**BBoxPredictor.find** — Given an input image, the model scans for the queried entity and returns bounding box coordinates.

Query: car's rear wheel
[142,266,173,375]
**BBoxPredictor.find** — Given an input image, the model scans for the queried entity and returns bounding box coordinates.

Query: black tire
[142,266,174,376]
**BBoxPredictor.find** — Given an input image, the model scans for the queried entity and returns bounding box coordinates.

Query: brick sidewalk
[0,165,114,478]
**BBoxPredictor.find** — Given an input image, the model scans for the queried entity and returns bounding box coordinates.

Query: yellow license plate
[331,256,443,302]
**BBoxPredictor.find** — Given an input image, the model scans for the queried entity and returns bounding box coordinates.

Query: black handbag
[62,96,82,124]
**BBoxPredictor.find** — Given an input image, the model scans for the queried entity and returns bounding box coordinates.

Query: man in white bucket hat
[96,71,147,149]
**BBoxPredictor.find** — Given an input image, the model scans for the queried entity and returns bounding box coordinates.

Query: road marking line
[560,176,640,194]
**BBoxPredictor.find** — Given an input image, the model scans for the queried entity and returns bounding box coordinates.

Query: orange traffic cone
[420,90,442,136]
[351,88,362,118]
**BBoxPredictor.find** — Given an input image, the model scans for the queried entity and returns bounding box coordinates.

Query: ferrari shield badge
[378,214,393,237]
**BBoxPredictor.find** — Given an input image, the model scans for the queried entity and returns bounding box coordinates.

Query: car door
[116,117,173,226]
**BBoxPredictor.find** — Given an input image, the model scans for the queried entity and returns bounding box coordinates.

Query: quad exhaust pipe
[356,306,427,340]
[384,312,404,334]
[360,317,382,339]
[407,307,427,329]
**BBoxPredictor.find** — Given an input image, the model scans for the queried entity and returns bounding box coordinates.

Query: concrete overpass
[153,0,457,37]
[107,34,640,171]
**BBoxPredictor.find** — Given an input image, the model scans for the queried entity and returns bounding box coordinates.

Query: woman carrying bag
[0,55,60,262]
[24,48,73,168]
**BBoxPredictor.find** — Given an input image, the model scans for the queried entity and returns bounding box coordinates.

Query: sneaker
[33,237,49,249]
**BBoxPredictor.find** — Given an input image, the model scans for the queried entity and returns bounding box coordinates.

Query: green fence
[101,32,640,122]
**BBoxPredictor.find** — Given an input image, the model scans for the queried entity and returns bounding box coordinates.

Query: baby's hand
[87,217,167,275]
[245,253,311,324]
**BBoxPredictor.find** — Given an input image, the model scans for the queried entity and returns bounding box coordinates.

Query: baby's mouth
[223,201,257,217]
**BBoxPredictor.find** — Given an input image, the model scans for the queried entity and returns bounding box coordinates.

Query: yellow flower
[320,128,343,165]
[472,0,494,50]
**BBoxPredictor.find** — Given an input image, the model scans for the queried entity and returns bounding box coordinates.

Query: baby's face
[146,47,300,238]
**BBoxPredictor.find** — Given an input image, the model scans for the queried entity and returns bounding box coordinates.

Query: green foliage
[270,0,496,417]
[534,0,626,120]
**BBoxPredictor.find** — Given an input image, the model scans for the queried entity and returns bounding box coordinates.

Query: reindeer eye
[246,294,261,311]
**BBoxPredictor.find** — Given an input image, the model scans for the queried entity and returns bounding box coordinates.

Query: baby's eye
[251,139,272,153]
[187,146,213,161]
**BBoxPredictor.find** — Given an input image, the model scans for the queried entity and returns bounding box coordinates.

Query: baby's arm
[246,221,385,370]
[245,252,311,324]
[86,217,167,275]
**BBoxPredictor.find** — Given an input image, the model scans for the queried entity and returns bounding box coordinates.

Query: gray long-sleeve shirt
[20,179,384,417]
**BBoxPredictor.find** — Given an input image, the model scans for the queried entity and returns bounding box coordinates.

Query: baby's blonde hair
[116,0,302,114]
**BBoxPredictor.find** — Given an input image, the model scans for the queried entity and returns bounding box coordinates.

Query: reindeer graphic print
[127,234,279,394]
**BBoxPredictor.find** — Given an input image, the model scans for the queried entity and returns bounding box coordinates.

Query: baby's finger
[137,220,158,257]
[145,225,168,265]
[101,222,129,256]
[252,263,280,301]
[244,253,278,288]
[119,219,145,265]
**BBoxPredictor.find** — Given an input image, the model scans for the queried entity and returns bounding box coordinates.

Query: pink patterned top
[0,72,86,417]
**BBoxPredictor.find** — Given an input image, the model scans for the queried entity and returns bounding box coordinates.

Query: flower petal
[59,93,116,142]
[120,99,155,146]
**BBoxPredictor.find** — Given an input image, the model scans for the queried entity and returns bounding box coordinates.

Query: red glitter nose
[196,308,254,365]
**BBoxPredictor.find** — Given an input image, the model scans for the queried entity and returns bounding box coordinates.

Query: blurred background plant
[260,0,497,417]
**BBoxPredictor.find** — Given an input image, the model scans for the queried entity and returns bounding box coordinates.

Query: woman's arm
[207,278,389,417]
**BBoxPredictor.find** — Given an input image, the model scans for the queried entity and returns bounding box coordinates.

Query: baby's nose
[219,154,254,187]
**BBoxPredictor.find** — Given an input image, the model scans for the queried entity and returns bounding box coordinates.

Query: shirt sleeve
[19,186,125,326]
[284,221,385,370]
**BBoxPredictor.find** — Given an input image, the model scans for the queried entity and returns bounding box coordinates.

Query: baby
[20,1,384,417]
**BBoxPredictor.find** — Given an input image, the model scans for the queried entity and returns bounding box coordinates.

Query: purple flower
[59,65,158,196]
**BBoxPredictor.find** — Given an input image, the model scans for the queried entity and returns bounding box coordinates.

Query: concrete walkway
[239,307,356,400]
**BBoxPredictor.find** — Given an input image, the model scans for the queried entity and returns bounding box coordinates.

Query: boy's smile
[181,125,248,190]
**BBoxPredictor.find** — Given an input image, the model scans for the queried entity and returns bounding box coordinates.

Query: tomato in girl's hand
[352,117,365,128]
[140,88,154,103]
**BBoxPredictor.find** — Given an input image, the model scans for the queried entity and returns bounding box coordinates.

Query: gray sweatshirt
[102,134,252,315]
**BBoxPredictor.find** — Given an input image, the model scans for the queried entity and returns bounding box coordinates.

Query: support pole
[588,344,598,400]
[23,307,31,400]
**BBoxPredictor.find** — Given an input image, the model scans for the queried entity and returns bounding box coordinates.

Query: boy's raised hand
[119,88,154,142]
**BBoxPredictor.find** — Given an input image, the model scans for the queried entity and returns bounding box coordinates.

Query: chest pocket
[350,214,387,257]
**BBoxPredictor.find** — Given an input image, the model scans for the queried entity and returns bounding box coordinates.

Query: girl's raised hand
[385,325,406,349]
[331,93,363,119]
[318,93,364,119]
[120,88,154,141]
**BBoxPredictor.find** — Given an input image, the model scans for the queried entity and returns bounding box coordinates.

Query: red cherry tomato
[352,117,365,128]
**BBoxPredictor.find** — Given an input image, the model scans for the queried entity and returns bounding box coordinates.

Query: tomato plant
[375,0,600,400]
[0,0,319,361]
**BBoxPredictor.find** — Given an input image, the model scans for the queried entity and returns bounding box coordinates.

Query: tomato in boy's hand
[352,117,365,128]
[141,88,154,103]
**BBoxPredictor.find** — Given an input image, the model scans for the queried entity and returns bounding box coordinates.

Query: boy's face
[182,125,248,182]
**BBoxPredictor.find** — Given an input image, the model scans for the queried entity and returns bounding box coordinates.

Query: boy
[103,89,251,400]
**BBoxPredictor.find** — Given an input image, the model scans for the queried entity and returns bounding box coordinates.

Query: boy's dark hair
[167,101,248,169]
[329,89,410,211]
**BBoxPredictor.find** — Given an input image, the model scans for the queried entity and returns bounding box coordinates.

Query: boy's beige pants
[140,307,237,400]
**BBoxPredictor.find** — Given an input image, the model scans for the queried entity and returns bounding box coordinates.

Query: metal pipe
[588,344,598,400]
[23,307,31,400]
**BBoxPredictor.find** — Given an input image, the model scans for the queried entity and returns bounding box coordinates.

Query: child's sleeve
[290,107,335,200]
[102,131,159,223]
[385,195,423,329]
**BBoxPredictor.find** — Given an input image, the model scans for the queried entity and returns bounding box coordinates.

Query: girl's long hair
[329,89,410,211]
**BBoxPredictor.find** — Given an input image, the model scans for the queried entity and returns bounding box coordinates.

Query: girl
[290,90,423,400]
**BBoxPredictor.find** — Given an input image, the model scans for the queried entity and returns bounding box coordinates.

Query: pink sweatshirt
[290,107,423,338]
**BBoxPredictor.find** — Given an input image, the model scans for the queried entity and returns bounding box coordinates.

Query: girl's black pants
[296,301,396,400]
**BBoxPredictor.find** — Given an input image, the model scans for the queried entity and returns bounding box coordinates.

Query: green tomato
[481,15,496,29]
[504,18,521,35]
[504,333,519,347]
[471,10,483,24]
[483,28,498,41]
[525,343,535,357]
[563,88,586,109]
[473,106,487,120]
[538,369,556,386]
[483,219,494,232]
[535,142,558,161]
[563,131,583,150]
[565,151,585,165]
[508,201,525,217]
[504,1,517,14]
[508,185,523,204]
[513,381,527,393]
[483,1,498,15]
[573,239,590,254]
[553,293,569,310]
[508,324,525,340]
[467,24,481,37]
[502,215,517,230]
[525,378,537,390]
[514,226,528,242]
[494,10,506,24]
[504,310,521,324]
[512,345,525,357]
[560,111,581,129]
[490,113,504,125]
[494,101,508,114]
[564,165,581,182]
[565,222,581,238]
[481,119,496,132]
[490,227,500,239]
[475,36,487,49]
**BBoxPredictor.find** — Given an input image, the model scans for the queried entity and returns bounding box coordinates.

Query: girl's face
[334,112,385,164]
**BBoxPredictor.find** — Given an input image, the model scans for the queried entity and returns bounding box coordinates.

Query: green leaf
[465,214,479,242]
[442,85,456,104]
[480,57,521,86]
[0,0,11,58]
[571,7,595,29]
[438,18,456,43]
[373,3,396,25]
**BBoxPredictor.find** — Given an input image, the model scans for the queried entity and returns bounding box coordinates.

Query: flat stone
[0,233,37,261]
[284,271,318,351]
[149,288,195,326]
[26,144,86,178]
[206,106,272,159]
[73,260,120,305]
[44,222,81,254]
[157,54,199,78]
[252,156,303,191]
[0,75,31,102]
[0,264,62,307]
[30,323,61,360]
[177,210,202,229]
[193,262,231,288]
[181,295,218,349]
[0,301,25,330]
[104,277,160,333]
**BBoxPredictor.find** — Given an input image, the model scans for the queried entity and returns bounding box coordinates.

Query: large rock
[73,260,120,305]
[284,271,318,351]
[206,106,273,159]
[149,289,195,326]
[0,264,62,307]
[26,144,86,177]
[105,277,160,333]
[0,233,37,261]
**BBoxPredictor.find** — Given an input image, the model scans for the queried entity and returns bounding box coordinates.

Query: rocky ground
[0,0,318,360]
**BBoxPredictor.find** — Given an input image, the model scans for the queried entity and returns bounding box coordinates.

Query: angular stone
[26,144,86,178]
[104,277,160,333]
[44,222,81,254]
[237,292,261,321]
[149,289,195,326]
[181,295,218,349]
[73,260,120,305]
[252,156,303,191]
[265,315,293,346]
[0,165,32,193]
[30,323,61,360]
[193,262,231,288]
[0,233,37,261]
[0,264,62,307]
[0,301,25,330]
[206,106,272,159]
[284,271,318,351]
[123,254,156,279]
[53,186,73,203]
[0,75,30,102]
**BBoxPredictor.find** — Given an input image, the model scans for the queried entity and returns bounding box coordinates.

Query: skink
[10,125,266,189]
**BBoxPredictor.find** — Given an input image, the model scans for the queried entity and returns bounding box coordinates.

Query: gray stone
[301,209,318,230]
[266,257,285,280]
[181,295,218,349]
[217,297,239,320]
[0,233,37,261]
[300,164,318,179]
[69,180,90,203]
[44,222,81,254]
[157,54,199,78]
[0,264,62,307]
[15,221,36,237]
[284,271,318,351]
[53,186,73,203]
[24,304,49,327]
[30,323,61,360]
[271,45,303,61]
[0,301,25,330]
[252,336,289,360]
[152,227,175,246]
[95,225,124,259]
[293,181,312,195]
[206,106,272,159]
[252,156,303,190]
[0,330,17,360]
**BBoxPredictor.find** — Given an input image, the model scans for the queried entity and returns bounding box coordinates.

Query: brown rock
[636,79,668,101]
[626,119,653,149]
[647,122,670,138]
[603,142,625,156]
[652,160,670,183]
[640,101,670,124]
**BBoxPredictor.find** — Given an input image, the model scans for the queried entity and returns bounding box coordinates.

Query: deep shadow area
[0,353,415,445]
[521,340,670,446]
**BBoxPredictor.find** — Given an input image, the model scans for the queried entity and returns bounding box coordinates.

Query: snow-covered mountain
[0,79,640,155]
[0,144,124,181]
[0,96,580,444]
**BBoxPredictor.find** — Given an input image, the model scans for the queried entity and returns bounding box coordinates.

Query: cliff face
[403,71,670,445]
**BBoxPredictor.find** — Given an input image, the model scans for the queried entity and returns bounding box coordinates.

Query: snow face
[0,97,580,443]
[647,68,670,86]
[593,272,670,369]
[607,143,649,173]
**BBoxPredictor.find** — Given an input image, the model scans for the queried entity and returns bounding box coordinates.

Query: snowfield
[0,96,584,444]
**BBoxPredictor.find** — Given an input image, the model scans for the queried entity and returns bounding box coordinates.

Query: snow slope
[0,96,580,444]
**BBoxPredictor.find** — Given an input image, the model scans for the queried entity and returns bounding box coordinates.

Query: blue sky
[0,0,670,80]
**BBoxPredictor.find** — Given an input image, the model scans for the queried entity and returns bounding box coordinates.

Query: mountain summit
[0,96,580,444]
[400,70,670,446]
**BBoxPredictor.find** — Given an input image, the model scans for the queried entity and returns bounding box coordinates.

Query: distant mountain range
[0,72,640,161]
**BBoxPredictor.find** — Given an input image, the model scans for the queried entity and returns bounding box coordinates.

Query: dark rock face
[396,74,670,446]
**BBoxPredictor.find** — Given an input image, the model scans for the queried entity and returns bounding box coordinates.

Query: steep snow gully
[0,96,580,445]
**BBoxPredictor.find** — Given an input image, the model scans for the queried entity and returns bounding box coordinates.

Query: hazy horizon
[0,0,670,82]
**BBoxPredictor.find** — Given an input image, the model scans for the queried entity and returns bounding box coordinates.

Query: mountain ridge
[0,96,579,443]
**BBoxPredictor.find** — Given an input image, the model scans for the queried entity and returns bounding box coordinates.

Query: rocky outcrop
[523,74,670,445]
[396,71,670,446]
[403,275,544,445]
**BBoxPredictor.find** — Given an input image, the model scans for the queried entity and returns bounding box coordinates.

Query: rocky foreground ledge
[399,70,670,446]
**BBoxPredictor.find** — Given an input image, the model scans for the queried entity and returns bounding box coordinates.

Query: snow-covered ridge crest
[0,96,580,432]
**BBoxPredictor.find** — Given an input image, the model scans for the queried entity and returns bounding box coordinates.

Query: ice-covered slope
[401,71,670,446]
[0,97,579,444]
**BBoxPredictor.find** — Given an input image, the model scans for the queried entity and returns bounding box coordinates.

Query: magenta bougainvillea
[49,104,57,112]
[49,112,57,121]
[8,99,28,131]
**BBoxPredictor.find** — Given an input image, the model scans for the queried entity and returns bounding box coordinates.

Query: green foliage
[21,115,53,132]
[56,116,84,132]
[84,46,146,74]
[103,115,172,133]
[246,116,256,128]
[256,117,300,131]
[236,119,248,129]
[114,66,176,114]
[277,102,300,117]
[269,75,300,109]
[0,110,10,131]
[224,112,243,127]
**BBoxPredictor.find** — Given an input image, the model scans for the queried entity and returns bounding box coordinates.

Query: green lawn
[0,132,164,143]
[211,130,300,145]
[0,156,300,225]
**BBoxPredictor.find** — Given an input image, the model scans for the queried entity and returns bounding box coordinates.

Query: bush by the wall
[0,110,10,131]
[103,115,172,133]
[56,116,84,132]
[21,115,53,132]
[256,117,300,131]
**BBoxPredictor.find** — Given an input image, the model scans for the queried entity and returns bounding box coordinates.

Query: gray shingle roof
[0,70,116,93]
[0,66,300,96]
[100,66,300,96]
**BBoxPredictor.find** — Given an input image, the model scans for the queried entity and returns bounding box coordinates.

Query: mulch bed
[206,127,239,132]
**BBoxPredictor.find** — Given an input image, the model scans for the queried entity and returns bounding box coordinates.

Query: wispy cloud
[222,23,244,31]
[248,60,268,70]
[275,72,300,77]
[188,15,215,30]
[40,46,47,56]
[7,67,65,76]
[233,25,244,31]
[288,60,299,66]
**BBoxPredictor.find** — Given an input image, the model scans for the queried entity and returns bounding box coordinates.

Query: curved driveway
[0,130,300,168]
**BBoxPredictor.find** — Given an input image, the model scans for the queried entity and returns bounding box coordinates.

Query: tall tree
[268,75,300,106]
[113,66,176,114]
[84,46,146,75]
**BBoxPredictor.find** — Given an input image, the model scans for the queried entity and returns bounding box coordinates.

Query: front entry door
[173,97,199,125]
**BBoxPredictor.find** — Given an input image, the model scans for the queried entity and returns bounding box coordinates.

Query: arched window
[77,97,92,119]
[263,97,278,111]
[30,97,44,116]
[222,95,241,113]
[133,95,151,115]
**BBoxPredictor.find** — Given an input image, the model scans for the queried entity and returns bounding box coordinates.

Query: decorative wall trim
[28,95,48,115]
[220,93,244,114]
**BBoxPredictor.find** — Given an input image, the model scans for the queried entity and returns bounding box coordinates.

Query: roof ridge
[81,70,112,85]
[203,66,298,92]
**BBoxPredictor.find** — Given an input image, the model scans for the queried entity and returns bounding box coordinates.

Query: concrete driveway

══════════

Reproduce the records word for word from their first line through the line holding "[142,266,174,376]", including both of those lines.

**BBoxPredictor.find** — Given an input image, the model scans for the queried entity and returns bounding box coordinates.

Query: car's rear wheel
[142,266,173,375]
**BBoxPredictor.find** — Given an input image, the model scans for the queried entity and returns bounding box coordinates.

Query: black tire
[142,266,174,376]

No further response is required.